• TASKS TO PERFORM:
- A) Answer these questions from the gamma-ray burst passage, one line each:
(i) How long do short GRBs last?
(ii) Along what path do the jets punch their way out of the dying star?
(iii) According to Spitz, what is the most exciting thing about the mission?
- B) Repeat the part of the gamma-ray burst passage starting at "Still there are" and ending at "magnetized neutron stars).".

• DOCUMENT PASSAGE:
^^^^

Computer simulations show that infalling stellar gas can tap the rotational energy of a rapidly spinning core, and magnetic fields can channel that material into two jets traveling at nearly the speed of light. These jets punch their way out of the dying star along its rotation axis. The gamma rays are produced by shock waves created either from material colliding within the jet, or from the jet slamming into surrounding material.

Still there are some GRBs that last less than 2 seconds – known as short GRBs – which may originate in a variety of ways. Most are produced by the merger of two neutron stars, or the merger of a black hole and a neutron star. But others may be triggered by the collapse of the core of a massive star into a black hole, the collapse of a neutron star into a black hole, and powerful flares from magnetars (highly magnetized neutron stars).

“Things are changing there all the time,” Spitz said a few days prior to the launch. “The thing that is most exciting about this mission is the science that is not on anybody’s list yet. We are going to get that with this mission.”

^^^^

• MATERIAL SUPPLIED:
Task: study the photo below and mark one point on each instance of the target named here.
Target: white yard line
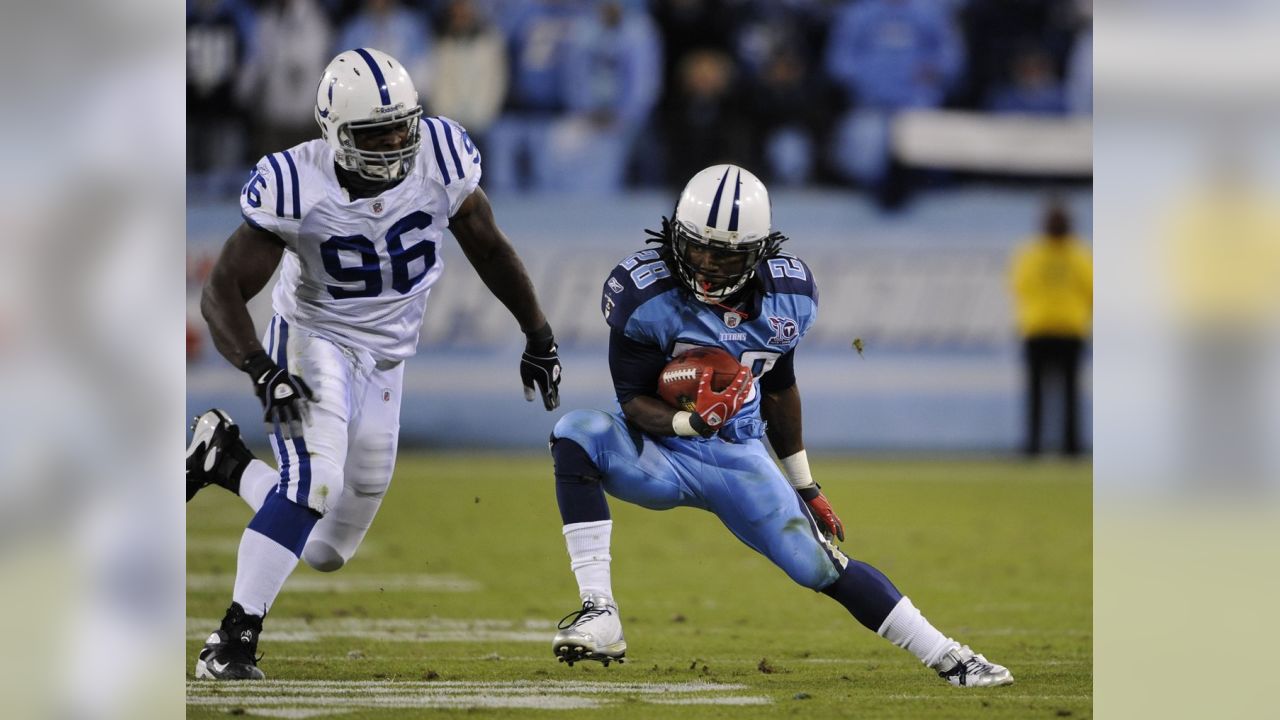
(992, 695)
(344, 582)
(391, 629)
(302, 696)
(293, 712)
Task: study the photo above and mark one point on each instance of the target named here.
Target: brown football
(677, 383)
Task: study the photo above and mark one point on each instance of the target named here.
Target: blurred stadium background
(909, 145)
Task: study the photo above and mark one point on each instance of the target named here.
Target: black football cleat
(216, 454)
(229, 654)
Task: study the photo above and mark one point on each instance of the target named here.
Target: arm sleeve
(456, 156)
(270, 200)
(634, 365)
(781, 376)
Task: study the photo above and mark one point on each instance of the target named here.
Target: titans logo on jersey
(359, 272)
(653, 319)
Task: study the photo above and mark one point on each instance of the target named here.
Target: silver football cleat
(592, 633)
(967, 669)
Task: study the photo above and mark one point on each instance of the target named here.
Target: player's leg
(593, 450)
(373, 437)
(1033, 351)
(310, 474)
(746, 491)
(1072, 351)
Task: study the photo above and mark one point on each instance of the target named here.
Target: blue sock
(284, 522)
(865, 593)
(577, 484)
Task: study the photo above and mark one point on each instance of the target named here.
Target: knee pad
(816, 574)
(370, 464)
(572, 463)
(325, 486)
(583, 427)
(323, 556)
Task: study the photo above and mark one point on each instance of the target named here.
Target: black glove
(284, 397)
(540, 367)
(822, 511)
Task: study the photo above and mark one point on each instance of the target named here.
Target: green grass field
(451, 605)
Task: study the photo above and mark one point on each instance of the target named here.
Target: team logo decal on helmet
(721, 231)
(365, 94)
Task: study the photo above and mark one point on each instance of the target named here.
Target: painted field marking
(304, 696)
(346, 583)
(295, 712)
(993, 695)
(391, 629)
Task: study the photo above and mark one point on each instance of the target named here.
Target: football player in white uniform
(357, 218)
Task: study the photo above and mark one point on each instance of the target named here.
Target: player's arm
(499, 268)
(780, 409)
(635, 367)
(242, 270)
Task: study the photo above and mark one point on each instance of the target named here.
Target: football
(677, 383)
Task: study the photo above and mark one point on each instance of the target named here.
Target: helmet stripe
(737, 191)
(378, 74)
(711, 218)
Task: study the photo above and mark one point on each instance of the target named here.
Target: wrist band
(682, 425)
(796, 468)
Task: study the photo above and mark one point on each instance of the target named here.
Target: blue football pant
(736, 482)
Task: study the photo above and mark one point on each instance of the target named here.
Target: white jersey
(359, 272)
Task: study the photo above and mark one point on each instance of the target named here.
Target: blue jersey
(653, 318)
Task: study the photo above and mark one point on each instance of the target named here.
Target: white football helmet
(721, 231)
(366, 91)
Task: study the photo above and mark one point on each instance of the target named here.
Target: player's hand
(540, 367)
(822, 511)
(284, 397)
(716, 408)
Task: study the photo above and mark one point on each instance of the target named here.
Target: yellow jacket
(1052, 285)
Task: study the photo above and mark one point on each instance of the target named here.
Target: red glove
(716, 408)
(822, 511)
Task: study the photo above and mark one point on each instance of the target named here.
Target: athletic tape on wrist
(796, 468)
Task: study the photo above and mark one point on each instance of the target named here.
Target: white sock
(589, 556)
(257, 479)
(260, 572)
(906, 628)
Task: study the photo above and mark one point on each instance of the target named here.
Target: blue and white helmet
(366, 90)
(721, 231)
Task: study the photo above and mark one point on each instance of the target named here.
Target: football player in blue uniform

^^^^

• RESPONSES FOR EACH TASK:
- A)
(i) Less than 2 seconds.
(ii) Along the star's rotation axis.
(iii) The science that is not on anybody's list yet.

- B)
Still there are some GRBs that last less than 2 seconds – known as short GRBs – which may originate in a variety of ways. Most are produced by the merger of two neutron stars, or the merger of a black hole and a neutron star. But others may be triggered by the collapse of the core of a massive star into a black hole, the collapse of a neutron star into a black hole, and powerful flares from magnetars (highly magnetized neutron stars).